> **Text provided**:
-=-=-

Pilatus’s very Swiss roll-out
Sometimes in the life of a globetrotting Flight International scribbler you can forget what country you are in.
Not so for our colleague who attended the roll-out of Pilatus’s first jet, the PC-24. The firm’s Stans location, in an Alpine valley, is as chocolate-box Swiss as you can get. For the ceremony itself, guests were treated to yodelling and alpenhorns as the aircraft was pulled in by horses, before chairman Oscar Schwenk appeared in traditional costume – complete with edelweiss-decorated traditional shirt.
The only thing missing was a giant cowbell round the nose of the jet.
Flight Safety Information’s bulletin reports an incident where a “Boeing 737” of Russian airline S7 could not take off from Domodedovo airport after its rear landing gear got stuck in melting asphalt on a taxiway, caused by soaring temperatures in Moscow. Trouble is, the stricken aircraft in the picture does not look like a 737. “Has Boeing finally conceded that Airbus has a superior design and – since imitation is the sincerest form of flattery – is now producing 737s that look exactly like their French cousins?” asks Erik Reed Mohn in Norway, who spotted the error.
Not that we are innocent in the silly mistakes department. Thanks to the many of you who pointed out that our cutaway of the Supermarine Swift in Straight & Level 5-11 August was its predecessor, the 510.

-=-=-

> **Data**:
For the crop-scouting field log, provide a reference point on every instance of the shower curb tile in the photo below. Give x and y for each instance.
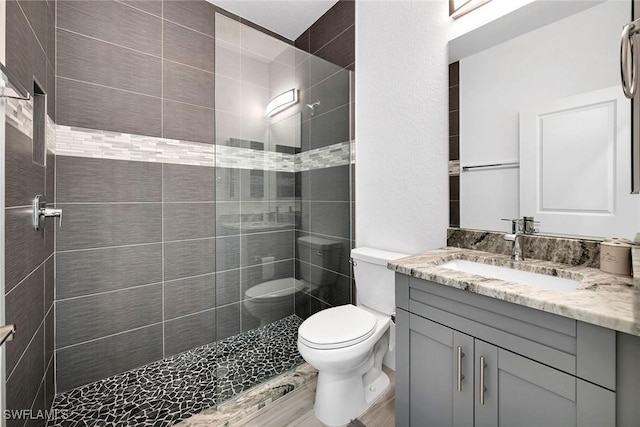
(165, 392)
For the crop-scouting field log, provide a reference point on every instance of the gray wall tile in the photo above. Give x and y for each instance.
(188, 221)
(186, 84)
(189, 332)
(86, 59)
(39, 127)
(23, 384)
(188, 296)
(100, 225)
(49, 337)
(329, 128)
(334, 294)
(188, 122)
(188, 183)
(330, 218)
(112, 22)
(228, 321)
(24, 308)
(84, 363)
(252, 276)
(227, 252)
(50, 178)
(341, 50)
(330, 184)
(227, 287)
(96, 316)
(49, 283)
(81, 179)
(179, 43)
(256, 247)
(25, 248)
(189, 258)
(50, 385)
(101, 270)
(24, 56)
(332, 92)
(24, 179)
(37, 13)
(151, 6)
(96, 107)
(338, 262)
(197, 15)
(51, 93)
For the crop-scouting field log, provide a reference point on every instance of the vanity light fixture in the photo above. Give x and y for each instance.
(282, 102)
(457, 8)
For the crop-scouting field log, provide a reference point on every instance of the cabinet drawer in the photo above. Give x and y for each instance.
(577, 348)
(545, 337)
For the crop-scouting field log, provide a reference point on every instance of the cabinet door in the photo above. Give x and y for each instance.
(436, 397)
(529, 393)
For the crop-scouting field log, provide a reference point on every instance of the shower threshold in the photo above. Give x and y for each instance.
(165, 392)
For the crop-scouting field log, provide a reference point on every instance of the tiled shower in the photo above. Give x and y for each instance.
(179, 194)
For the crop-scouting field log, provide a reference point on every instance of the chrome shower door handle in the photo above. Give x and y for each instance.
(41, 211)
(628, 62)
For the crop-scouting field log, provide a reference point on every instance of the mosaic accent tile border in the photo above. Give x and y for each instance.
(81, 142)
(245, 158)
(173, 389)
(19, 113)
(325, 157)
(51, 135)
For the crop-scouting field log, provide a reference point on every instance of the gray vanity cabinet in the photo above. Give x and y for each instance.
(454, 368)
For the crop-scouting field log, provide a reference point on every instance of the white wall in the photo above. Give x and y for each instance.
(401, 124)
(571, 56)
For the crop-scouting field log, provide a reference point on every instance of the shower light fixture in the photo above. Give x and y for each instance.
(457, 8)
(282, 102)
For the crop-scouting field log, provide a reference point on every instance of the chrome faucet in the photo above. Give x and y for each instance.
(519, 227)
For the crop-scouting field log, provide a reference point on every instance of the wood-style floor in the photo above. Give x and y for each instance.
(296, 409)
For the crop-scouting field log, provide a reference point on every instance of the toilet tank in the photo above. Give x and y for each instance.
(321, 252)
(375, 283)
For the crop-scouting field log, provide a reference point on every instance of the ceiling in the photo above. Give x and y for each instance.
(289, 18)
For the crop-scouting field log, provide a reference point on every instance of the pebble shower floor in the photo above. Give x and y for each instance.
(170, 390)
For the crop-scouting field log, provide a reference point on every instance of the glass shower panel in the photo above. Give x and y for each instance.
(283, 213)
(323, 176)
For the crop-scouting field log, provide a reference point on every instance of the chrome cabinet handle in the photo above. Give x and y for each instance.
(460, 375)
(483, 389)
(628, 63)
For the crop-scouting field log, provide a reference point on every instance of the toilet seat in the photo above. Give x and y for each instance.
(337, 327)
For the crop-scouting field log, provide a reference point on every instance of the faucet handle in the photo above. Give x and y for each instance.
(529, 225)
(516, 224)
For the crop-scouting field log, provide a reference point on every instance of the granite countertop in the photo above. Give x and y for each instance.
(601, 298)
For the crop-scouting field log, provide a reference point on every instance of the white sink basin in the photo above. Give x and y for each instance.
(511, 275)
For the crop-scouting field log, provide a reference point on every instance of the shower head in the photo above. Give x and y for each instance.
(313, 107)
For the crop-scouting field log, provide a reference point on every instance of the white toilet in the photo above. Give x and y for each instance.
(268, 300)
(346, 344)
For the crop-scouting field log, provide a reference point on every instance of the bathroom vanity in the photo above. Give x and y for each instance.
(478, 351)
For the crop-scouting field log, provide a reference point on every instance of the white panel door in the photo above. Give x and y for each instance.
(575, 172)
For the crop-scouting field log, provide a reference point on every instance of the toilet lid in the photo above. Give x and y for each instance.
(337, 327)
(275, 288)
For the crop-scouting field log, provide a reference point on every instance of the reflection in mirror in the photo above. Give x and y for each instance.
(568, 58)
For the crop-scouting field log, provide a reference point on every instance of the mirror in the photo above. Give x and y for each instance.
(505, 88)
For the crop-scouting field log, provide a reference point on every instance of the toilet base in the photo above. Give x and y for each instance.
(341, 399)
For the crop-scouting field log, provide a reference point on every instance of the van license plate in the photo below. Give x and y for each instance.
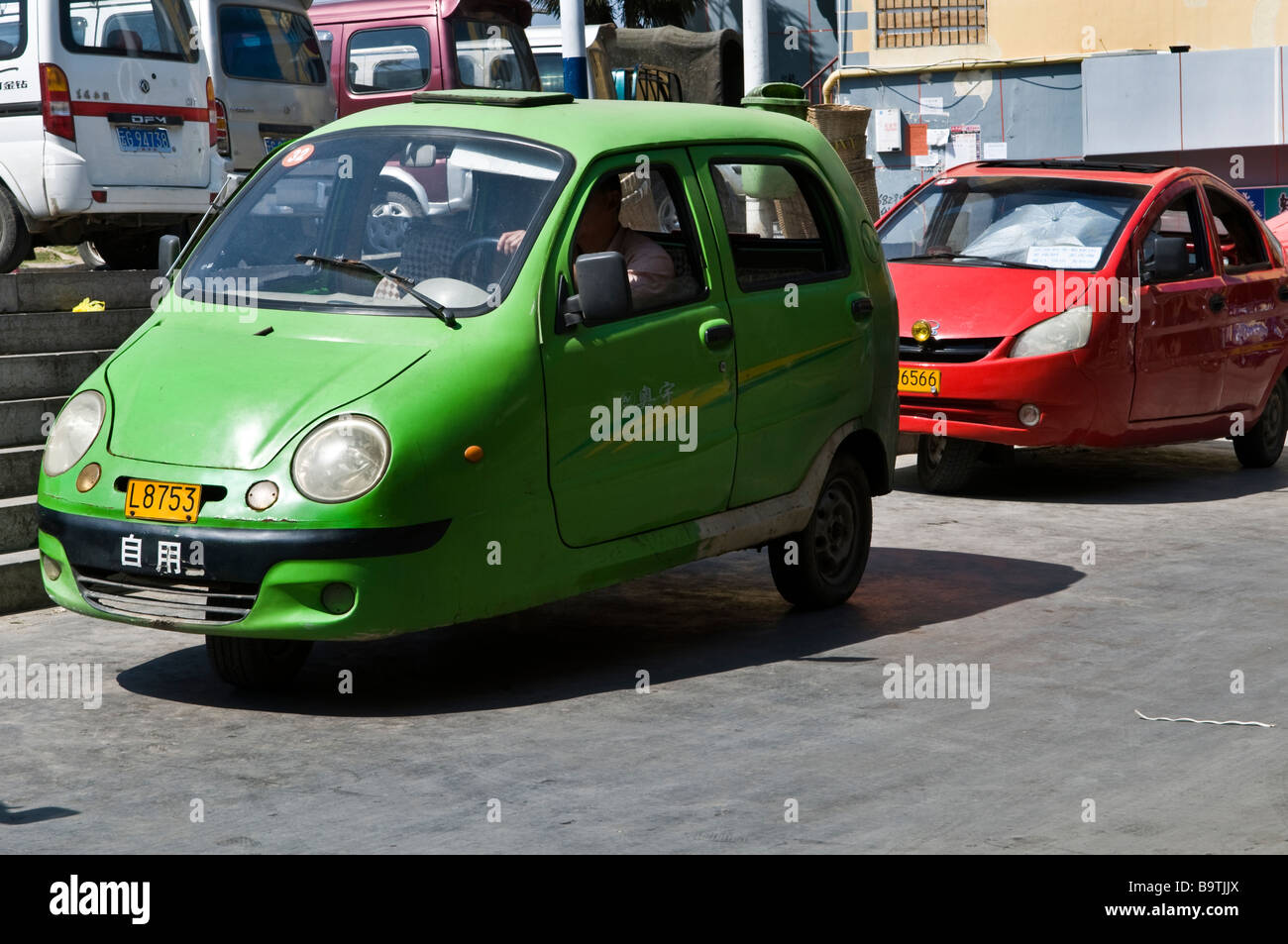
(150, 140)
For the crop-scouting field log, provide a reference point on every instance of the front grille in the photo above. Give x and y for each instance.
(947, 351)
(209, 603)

-=-=-

> **Tasks to carry out**:
[1] List every aircraft model that the aviation column names.
[2] Continue the aviation column after its final sentence.

> **Responses to the exercise**:
[1]
PC-24
Boeing 737
Supermarine Swift
510

[2]
“Note the R-R Nene engine and tailwheel undercarriage,” says Julian Bennett. Richard Lambert, who signs off “yours pedantically”, adds: “The 510’s claim to fame is that it was the first swept wing jet fighter to land on a carrier, Illustrious, in 1950. This 510, VV106, still exists in the Fleet Air Arm Museum’s Cobham Hall Reserve Collection at Yeovilton.” We stand corrected.
Wizz we hadn’t
The most unlikely new route? Pyongyang to Las Vegas or Tel Aviv-Tehran perhaps? How about Moscow to Kiev?
Low-low cost airline Wizz Air applied for rights between the Russian and Ukrainian capitals two years ago – when it must have seemed a great idea – and will launch flights on 30 September. Somewhat optimistically, the airline hopes the conflict between the nations “will be resolved” by then.
Want to be part of a project to keep the great Catalina seaplane airborne and performing at shows throughout Europe?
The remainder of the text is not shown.